SHORT TASK:
Copy every line of the records below word for word, but leave out the picture.

DATA LISTING:
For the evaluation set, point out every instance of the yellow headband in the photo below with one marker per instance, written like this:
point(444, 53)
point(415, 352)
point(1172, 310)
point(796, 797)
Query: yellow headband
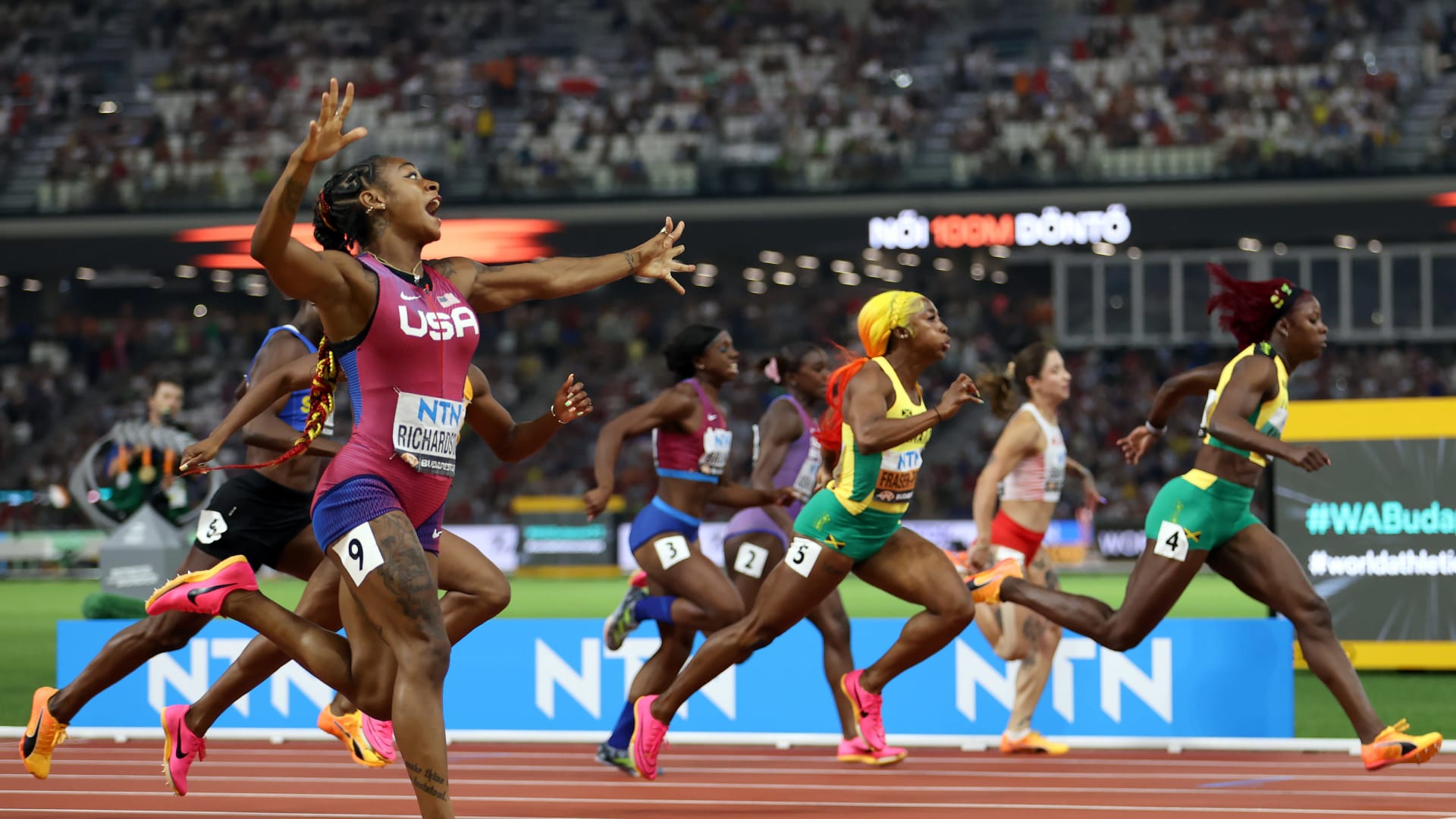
point(883, 314)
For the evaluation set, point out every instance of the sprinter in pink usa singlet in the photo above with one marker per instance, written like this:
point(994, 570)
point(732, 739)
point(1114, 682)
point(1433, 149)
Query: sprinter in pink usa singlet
point(403, 376)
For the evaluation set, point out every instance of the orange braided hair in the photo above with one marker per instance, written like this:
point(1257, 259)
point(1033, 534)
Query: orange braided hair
point(321, 406)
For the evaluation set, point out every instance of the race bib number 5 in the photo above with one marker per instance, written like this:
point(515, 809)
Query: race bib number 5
point(427, 430)
point(802, 556)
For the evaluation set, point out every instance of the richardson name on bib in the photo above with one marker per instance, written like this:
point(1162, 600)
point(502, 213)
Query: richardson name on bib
point(427, 430)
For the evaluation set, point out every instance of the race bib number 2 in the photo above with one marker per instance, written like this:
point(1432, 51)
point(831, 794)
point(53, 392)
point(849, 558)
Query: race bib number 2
point(672, 551)
point(427, 430)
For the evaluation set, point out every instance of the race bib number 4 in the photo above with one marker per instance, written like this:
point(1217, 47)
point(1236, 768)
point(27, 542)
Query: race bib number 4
point(897, 475)
point(427, 430)
point(1172, 541)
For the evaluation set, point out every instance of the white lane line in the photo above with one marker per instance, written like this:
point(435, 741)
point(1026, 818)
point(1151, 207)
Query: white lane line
point(764, 803)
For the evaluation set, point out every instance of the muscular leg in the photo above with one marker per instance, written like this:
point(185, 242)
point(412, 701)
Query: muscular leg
point(130, 648)
point(1152, 589)
point(475, 592)
point(1263, 567)
point(750, 579)
point(915, 570)
point(660, 670)
point(705, 599)
point(704, 594)
point(829, 617)
point(262, 657)
point(397, 611)
point(833, 623)
point(783, 601)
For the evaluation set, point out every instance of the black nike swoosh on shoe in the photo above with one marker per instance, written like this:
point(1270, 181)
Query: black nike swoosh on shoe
point(196, 594)
point(31, 738)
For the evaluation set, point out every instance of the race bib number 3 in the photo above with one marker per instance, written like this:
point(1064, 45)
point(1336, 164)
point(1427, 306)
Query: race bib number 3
point(359, 553)
point(427, 430)
point(1172, 541)
point(672, 550)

CORRECT RESULT:
For the evaluation set, point out every instance of the yellow headband in the photo below with one marker per instance, written like this:
point(444, 53)
point(415, 352)
point(1172, 310)
point(796, 797)
Query: yellow headband
point(883, 314)
For the evaluation set, point out every instance of the sprinter in pink usa singlet in the photo above with one marker per instance, written like this:
point(994, 570)
point(732, 739)
point(1114, 682)
point(1433, 149)
Query: sprinter in pink usa singlet
point(403, 376)
For the evaluation set, point out every instance of the orange braided hair in the photo above with one marker per instance, written like this:
point(1257, 259)
point(1033, 534)
Query: orange braided hair
point(321, 406)
For the evaluation set, point out every instance of the race bib number 5 in the photo above with one marker per instance, written like this:
point(515, 809)
Query: race bib number 5
point(427, 430)
point(802, 556)
For the evaluation set, point out every instance of the richardson name on bib in the photo above with one marker per instance, written like this:
point(1162, 600)
point(502, 213)
Query: richardson name on bib
point(427, 430)
For the evaluation set, point out every instance of the race bib number 2 in the photo above with one marker per instance, written like this:
point(1432, 51)
point(831, 794)
point(53, 392)
point(849, 558)
Query: race bib number 2
point(672, 551)
point(427, 430)
For the evaluation set, point out every instance of the race bib number 4 in the photo above with one marker per instance, written like this:
point(1217, 47)
point(1236, 768)
point(27, 542)
Query: race bib number 4
point(897, 475)
point(427, 430)
point(1172, 541)
For the evaluation set, point out every instance of the white lane line in the photo above with one marker per instance, written like this:
point(435, 741)
point(1026, 818)
point(1151, 207)
Query: white lane line
point(764, 803)
For the evaluation set, point out every instance of the muscular leg in the photo above with one marker per instance, written like this:
point(185, 242)
point(412, 701)
Query: muscular leg
point(130, 648)
point(1152, 589)
point(475, 592)
point(1263, 567)
point(750, 579)
point(915, 570)
point(660, 670)
point(705, 599)
point(704, 594)
point(829, 617)
point(262, 657)
point(397, 611)
point(833, 623)
point(783, 601)
For the evaluation set, point out every instance of the black nike swoosh on shoe in the photo above with one marker per instance, written like this:
point(1270, 181)
Query: black nike swoosh on shoe
point(196, 594)
point(31, 738)
For the evaluation set, point out every instance of the race bib number 3 in the photo above with one marker per instance, written like this:
point(1064, 45)
point(1336, 164)
point(1427, 306)
Query: race bib number 3
point(359, 553)
point(427, 430)
point(1172, 541)
point(672, 550)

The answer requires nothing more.